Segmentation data

+++

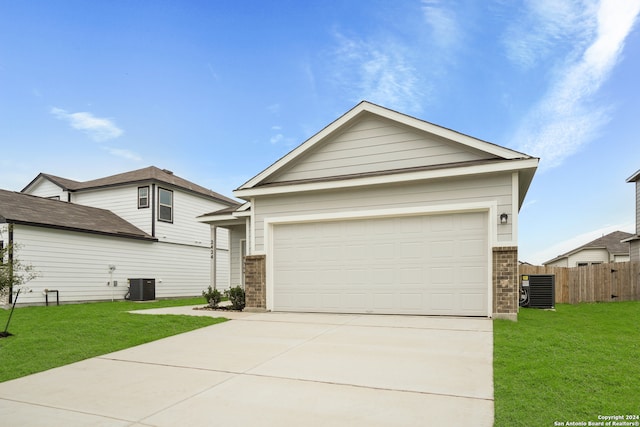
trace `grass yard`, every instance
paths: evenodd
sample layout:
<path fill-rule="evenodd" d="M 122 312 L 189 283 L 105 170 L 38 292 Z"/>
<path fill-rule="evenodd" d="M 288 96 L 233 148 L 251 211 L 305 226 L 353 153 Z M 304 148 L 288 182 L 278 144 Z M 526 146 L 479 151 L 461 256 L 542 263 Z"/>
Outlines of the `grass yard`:
<path fill-rule="evenodd" d="M 151 316 L 131 310 L 205 305 L 203 298 L 98 302 L 16 308 L 8 338 L 0 338 L 0 382 L 122 350 L 225 319 Z M 0 310 L 0 331 L 9 310 Z"/>
<path fill-rule="evenodd" d="M 522 309 L 493 325 L 496 426 L 640 415 L 640 301 Z"/>

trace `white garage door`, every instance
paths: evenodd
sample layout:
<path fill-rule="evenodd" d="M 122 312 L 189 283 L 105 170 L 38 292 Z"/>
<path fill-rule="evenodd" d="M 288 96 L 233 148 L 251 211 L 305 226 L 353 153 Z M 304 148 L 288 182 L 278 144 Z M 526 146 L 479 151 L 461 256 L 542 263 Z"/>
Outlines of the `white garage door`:
<path fill-rule="evenodd" d="M 485 212 L 279 224 L 273 309 L 488 316 Z"/>

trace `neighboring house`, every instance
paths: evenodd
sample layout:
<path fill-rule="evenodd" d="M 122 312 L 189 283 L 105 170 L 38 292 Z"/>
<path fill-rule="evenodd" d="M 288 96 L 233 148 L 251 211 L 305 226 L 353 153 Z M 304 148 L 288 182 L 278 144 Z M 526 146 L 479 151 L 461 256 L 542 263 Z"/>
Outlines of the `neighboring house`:
<path fill-rule="evenodd" d="M 200 220 L 230 230 L 249 307 L 514 318 L 537 166 L 362 102 L 240 186 L 246 203 Z"/>
<path fill-rule="evenodd" d="M 543 265 L 583 267 L 607 262 L 627 262 L 629 261 L 629 243 L 625 243 L 624 240 L 631 236 L 633 235 L 624 231 L 614 231 L 544 262 Z"/>
<path fill-rule="evenodd" d="M 640 170 L 631 175 L 627 182 L 636 184 L 636 234 L 625 240 L 629 243 L 629 259 L 640 262 Z"/>
<path fill-rule="evenodd" d="M 43 302 L 44 289 L 63 302 L 122 299 L 131 278 L 155 279 L 159 298 L 196 296 L 213 274 L 228 287 L 230 265 L 226 230 L 212 236 L 196 217 L 236 205 L 156 167 L 86 182 L 41 173 L 2 191 L 0 240 L 40 273 L 20 303 Z"/>

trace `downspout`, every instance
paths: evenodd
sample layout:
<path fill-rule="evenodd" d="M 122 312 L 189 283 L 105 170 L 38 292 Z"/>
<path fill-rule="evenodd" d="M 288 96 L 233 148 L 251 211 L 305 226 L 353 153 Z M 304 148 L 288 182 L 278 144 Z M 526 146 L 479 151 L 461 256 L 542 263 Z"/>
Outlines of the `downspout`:
<path fill-rule="evenodd" d="M 13 302 L 13 224 L 9 223 L 9 304 Z"/>
<path fill-rule="evenodd" d="M 156 237 L 156 185 L 151 184 L 151 237 Z"/>
<path fill-rule="evenodd" d="M 213 289 L 218 285 L 218 227 L 211 226 L 211 282 Z"/>

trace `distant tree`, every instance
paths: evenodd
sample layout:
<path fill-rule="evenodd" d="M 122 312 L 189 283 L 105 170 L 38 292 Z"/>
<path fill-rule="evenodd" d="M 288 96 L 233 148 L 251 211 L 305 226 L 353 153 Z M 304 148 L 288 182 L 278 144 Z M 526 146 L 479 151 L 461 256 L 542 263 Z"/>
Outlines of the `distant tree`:
<path fill-rule="evenodd" d="M 13 292 L 14 288 L 38 277 L 31 264 L 25 264 L 17 256 L 19 246 L 0 246 L 0 295 Z"/>
<path fill-rule="evenodd" d="M 16 256 L 17 251 L 18 247 L 15 244 L 8 246 L 0 245 L 0 299 L 11 295 L 14 288 L 18 287 L 18 292 L 13 300 L 7 324 L 4 327 L 4 331 L 0 331 L 0 338 L 11 335 L 9 333 L 9 323 L 11 323 L 13 310 L 16 308 L 16 302 L 18 302 L 18 296 L 20 295 L 19 286 L 38 277 L 38 273 L 31 264 L 23 264 L 18 259 Z"/>

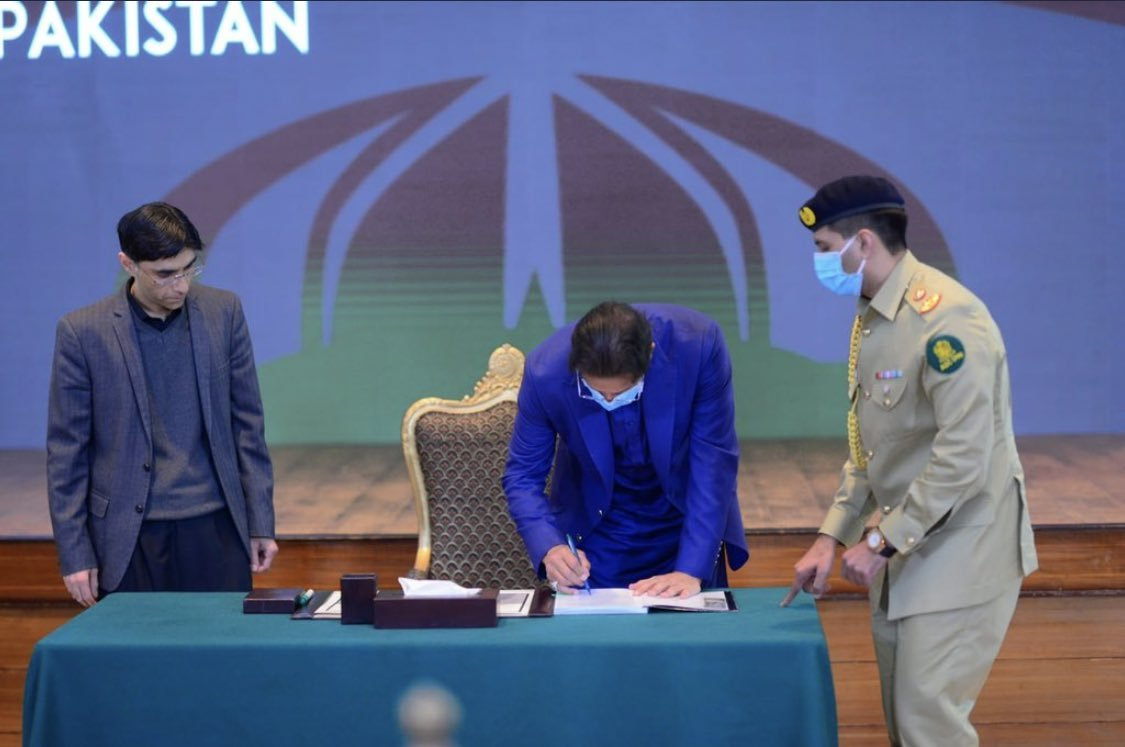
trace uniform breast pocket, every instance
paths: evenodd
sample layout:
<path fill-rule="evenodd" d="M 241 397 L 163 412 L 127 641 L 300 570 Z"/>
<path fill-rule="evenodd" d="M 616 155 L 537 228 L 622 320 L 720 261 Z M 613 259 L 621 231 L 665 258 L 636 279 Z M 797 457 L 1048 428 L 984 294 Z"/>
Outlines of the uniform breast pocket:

+++

Task to complete
Your task is to output exactly the lines running from the one with "trace uniform breast pocket, every instance" through the final line of the material above, with both ends included.

Complete answer
trace uniform breast pocket, every instance
paths: evenodd
sample layout:
<path fill-rule="evenodd" d="M 241 397 L 163 412 L 127 641 L 300 570 Z"/>
<path fill-rule="evenodd" d="M 616 155 L 537 228 L 622 320 L 720 261 Z M 613 259 L 621 231 L 665 258 L 636 279 Z M 797 457 L 1048 428 L 984 294 Z"/>
Outlines of the uniform breast pocket:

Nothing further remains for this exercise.